Stored entries:
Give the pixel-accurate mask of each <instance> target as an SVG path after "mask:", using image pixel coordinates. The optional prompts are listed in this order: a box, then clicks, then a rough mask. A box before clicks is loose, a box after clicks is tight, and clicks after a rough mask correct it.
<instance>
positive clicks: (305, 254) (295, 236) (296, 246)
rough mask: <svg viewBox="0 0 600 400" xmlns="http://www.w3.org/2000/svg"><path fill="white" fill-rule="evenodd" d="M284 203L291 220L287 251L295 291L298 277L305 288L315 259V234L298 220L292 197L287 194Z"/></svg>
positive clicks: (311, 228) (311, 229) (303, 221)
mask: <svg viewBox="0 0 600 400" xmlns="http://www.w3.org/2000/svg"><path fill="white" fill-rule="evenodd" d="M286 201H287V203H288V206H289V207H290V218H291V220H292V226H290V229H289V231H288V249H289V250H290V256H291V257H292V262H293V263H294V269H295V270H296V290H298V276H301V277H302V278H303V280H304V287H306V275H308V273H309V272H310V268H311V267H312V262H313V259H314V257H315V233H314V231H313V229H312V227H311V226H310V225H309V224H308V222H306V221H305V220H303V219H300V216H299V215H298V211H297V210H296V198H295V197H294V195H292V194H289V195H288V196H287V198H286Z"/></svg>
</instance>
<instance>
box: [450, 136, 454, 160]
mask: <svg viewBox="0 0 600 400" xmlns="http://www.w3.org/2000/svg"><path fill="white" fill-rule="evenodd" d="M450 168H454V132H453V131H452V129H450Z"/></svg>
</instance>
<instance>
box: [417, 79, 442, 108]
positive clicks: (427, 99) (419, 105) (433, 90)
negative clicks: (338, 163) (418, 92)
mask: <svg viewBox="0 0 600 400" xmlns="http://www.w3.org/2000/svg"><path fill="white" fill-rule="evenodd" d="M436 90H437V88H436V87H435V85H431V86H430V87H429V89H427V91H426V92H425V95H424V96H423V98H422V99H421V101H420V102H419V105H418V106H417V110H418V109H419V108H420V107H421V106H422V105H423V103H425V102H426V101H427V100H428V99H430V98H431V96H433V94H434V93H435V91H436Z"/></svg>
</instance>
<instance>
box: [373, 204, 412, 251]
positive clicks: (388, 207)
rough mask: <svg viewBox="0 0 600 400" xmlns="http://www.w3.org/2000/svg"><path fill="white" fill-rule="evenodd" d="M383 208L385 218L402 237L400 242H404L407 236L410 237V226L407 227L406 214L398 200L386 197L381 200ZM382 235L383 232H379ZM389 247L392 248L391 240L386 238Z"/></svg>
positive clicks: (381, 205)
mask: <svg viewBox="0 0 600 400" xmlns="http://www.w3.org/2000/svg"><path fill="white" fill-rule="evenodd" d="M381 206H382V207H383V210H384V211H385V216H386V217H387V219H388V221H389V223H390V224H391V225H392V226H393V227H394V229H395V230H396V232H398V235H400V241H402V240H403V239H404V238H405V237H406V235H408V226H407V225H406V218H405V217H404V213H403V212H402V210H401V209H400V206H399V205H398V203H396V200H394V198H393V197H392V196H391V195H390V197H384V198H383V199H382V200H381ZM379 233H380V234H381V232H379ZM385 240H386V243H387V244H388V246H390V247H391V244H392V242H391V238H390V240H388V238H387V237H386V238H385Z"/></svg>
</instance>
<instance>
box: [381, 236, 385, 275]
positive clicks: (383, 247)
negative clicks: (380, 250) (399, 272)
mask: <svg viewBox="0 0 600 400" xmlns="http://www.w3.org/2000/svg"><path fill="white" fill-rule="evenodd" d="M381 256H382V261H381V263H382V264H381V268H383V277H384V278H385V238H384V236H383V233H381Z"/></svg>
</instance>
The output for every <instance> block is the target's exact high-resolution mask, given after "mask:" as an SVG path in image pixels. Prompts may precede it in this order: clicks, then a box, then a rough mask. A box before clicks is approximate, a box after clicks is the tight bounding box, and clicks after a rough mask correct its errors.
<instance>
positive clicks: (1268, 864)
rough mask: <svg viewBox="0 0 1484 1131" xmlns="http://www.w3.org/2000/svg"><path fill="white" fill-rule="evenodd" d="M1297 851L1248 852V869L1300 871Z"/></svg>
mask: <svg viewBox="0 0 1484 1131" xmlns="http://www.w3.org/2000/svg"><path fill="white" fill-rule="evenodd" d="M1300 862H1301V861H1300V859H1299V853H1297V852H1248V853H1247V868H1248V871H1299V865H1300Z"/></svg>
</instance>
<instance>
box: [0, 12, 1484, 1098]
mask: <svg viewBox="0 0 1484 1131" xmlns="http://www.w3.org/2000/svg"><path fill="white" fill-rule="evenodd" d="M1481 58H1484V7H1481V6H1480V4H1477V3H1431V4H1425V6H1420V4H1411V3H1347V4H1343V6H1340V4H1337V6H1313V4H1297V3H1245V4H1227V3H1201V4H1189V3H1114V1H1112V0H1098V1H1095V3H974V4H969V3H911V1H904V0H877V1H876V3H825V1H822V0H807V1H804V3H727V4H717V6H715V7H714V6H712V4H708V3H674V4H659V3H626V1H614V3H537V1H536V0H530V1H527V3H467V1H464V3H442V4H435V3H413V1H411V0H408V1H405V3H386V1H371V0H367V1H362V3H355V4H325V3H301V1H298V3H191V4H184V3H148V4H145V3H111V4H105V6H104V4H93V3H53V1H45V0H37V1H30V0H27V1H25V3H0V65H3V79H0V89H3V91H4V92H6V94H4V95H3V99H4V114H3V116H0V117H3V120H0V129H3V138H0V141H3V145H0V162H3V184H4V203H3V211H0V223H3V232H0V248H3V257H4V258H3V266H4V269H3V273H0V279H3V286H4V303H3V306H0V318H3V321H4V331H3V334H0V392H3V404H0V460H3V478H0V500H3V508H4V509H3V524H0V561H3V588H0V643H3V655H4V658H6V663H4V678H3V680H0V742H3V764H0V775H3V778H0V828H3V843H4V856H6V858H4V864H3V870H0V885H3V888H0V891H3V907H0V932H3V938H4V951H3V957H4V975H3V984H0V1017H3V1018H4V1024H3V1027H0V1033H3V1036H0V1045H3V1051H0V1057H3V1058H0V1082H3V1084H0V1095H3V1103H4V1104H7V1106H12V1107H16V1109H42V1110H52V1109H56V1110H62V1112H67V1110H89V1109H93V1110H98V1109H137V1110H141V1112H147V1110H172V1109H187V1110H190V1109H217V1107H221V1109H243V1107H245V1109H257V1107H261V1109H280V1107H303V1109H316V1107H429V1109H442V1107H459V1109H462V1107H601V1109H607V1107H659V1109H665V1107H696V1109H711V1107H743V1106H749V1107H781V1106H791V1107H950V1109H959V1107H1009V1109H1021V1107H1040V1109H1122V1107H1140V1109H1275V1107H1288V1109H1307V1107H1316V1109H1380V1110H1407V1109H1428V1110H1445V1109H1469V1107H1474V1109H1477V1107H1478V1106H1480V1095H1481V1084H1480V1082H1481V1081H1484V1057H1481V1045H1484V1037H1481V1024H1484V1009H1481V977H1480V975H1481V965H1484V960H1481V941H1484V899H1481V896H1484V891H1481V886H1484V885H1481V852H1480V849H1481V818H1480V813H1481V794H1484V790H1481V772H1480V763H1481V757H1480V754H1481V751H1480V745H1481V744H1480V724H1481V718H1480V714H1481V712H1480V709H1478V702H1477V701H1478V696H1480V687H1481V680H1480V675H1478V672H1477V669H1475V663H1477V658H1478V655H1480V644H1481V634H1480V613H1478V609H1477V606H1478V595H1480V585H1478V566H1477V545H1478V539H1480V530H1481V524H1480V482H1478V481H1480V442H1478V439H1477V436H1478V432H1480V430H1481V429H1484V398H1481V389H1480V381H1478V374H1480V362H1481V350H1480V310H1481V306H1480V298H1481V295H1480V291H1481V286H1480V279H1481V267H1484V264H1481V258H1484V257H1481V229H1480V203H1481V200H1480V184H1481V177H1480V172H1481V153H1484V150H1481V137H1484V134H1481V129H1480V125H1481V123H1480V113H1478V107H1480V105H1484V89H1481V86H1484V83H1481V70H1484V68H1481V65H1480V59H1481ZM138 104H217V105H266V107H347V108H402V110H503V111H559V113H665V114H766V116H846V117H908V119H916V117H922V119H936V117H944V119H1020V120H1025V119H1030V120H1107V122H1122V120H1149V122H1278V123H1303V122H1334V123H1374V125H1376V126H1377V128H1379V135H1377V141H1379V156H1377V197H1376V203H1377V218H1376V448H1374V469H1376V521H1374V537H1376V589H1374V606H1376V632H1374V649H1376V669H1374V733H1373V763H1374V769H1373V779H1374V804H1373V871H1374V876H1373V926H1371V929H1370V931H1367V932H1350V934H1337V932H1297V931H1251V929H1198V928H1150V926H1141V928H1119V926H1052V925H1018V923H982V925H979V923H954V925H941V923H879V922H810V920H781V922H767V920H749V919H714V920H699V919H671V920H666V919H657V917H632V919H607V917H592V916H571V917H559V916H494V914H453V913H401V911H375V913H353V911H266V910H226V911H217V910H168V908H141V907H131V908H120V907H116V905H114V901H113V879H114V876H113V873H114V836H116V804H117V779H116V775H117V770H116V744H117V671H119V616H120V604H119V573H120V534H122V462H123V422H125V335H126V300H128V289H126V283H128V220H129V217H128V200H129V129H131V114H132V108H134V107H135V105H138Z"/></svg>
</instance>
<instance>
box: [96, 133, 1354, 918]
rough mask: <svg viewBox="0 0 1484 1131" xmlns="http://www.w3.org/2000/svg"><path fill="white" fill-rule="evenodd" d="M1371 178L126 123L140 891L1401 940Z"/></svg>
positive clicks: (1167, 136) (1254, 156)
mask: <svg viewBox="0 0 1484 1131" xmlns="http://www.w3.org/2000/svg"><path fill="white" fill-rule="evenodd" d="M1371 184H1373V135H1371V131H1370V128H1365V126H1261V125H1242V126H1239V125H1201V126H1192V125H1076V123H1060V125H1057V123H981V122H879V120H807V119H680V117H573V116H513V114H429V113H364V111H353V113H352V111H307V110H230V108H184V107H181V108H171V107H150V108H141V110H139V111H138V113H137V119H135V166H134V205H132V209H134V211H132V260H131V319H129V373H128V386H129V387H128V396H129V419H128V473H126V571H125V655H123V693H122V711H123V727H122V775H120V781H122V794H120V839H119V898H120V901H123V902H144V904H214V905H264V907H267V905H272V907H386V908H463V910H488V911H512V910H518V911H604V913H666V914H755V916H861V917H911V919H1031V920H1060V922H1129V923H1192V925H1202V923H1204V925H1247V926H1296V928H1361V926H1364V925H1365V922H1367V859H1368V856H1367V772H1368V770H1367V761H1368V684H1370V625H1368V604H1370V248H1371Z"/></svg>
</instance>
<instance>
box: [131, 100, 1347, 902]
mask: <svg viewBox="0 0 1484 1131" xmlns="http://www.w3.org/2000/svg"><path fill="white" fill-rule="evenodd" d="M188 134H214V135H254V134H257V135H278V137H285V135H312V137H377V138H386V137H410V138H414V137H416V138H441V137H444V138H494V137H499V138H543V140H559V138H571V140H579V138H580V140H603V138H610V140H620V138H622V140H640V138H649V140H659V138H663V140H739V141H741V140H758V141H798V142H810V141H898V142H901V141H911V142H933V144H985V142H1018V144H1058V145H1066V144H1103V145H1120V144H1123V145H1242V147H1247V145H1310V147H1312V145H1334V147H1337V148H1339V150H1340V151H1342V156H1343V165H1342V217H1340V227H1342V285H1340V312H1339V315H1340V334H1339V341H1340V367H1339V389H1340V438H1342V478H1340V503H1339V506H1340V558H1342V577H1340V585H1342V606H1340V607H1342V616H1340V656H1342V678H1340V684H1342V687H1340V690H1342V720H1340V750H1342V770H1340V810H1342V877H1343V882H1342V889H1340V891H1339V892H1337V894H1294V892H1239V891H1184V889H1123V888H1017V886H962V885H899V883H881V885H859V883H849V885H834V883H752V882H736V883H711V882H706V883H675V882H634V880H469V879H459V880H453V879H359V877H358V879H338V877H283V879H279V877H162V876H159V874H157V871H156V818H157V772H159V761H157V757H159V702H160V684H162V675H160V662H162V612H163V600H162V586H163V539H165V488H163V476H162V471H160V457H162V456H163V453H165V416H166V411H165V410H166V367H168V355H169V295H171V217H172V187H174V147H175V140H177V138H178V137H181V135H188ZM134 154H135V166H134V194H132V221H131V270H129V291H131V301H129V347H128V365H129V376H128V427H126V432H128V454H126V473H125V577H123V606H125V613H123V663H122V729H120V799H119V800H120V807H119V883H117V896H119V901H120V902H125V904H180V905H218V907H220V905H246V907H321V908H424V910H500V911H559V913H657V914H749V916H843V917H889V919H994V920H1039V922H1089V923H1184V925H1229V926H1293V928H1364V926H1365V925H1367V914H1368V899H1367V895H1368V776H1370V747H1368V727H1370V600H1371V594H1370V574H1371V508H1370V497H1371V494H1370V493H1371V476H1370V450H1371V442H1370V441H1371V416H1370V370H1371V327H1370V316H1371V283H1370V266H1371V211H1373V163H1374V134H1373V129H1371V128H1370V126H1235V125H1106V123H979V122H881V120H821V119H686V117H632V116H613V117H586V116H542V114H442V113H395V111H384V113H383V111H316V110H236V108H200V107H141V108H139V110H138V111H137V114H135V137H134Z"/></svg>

* How to complete this task
Please count how many lines of the entries above contain the string "rough", treating uppercase and lowercase as different, and reply with only that number.

* Solution to this task
6